Task goal>
Print the listing from its start through the line that contains "158 166 L 139", both ends included, reproducing each line unchanged. Leave the pictures out of your answer.

:::

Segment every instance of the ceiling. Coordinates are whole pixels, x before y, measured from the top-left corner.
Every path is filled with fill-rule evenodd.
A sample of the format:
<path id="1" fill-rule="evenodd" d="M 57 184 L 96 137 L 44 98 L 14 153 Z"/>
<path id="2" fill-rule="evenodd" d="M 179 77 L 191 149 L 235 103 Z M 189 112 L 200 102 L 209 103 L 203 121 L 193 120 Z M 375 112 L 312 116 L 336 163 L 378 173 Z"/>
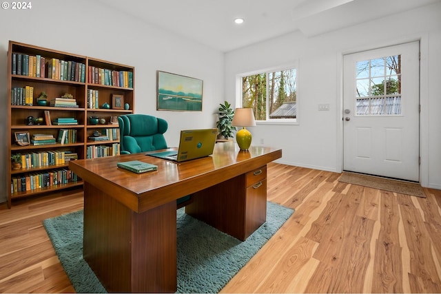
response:
<path id="1" fill-rule="evenodd" d="M 94 0 L 228 52 L 298 30 L 311 37 L 441 0 Z M 236 17 L 245 19 L 236 25 Z"/>

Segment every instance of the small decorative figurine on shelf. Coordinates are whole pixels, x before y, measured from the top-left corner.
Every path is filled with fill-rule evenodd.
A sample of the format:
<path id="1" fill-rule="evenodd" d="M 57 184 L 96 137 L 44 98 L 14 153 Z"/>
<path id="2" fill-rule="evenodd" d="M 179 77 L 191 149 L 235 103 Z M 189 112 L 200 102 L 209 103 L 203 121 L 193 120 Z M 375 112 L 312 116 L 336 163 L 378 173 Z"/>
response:
<path id="1" fill-rule="evenodd" d="M 21 168 L 21 154 L 16 153 L 11 155 L 11 160 L 12 160 L 12 169 L 20 169 Z"/>
<path id="2" fill-rule="evenodd" d="M 48 94 L 45 92 L 40 93 L 40 96 L 37 98 L 37 105 L 39 106 L 48 105 Z"/>
<path id="3" fill-rule="evenodd" d="M 99 118 L 98 116 L 89 117 L 89 123 L 90 125 L 98 125 L 99 121 Z"/>
<path id="4" fill-rule="evenodd" d="M 34 125 L 34 116 L 28 116 L 26 118 L 26 125 Z"/>

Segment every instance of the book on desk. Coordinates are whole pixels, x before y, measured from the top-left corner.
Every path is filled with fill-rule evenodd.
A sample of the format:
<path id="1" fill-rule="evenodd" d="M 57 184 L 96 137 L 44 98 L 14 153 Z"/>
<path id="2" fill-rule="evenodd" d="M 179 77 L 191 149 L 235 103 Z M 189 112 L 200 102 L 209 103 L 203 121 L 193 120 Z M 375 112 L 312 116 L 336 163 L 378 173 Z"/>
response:
<path id="1" fill-rule="evenodd" d="M 158 166 L 139 160 L 123 161 L 116 163 L 116 166 L 136 174 L 158 170 Z"/>

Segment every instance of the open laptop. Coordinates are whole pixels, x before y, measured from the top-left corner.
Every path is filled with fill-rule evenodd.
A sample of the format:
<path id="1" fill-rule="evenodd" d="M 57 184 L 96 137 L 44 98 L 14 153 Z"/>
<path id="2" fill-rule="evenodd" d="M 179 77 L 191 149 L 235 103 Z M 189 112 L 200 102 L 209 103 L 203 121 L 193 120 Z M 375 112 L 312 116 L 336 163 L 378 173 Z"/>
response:
<path id="1" fill-rule="evenodd" d="M 213 154 L 217 129 L 181 131 L 178 151 L 165 151 L 146 154 L 169 160 L 182 162 L 208 156 Z"/>

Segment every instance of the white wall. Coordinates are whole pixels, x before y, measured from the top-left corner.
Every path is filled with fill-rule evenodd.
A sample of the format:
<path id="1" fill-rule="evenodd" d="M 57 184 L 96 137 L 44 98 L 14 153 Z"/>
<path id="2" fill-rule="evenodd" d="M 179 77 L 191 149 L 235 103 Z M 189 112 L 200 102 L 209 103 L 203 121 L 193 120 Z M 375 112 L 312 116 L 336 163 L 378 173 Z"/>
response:
<path id="1" fill-rule="evenodd" d="M 306 38 L 300 32 L 225 54 L 225 96 L 235 105 L 238 74 L 299 62 L 298 125 L 250 127 L 254 144 L 280 147 L 288 165 L 340 172 L 342 165 L 344 54 L 421 40 L 420 178 L 441 189 L 441 3 Z M 328 103 L 329 112 L 318 105 Z"/>
<path id="2" fill-rule="evenodd" d="M 135 112 L 169 123 L 170 146 L 178 144 L 181 129 L 213 127 L 223 102 L 223 53 L 153 28 L 94 1 L 32 1 L 27 11 L 0 10 L 0 178 L 6 178 L 6 74 L 9 40 L 135 67 Z M 203 80 L 203 112 L 156 110 L 156 70 Z M 0 181 L 0 202 L 6 201 Z"/>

:::

Reply>
Segment every instance of the ceiling. Coordinates are whole pixels, x before y, measured from the top-left corner.
Every path is filled with fill-rule evenodd.
A sample of the format:
<path id="1" fill-rule="evenodd" d="M 57 184 L 96 137 L 44 98 L 14 153 Z"/>
<path id="2" fill-rule="evenodd" d="M 179 77 L 191 149 L 235 103 Z M 189 112 L 200 102 L 209 103 L 203 121 L 193 120 Z M 375 112 L 312 116 L 336 163 L 378 173 Z"/>
response:
<path id="1" fill-rule="evenodd" d="M 94 0 L 228 52 L 298 30 L 311 37 L 441 0 Z M 236 17 L 245 19 L 236 25 Z"/>

Segment every instance of the small decorative figurine on shelf. Coordinates are whole pixels, x before y, measured from the top-left corner.
Every path is filled with fill-rule evenodd.
A sample of the format:
<path id="1" fill-rule="evenodd" d="M 57 184 L 96 137 L 44 98 L 14 153 Z"/>
<path id="2" fill-rule="evenodd" d="M 179 77 L 191 149 L 235 103 Z M 189 112 L 200 102 L 209 103 L 203 121 L 193 120 Z M 375 112 L 312 116 L 336 163 L 378 173 Z"/>
response:
<path id="1" fill-rule="evenodd" d="M 21 168 L 21 154 L 16 153 L 11 155 L 11 160 L 12 160 L 12 169 L 20 169 Z"/>
<path id="2" fill-rule="evenodd" d="M 48 94 L 45 92 L 40 93 L 40 96 L 37 98 L 37 105 L 39 106 L 48 105 Z"/>
<path id="3" fill-rule="evenodd" d="M 99 118 L 98 116 L 89 117 L 89 123 L 90 125 L 98 125 L 99 121 Z"/>
<path id="4" fill-rule="evenodd" d="M 34 125 L 34 116 L 28 116 L 26 118 L 26 125 Z"/>

Segment every instance of the book on desk. Coordinates are whole pixels, x before y, measured from the top-left corner.
Every path is filled with fill-rule evenodd.
A sample of the format:
<path id="1" fill-rule="evenodd" d="M 57 184 L 96 137 L 44 98 L 14 153 Z"/>
<path id="2" fill-rule="evenodd" d="M 179 77 L 191 149 L 235 103 Z M 189 112 L 200 102 L 209 103 L 203 121 L 193 120 Z M 375 112 L 312 116 L 336 163 L 378 173 Z"/>
response:
<path id="1" fill-rule="evenodd" d="M 158 166 L 139 160 L 123 161 L 116 163 L 116 166 L 136 174 L 158 170 Z"/>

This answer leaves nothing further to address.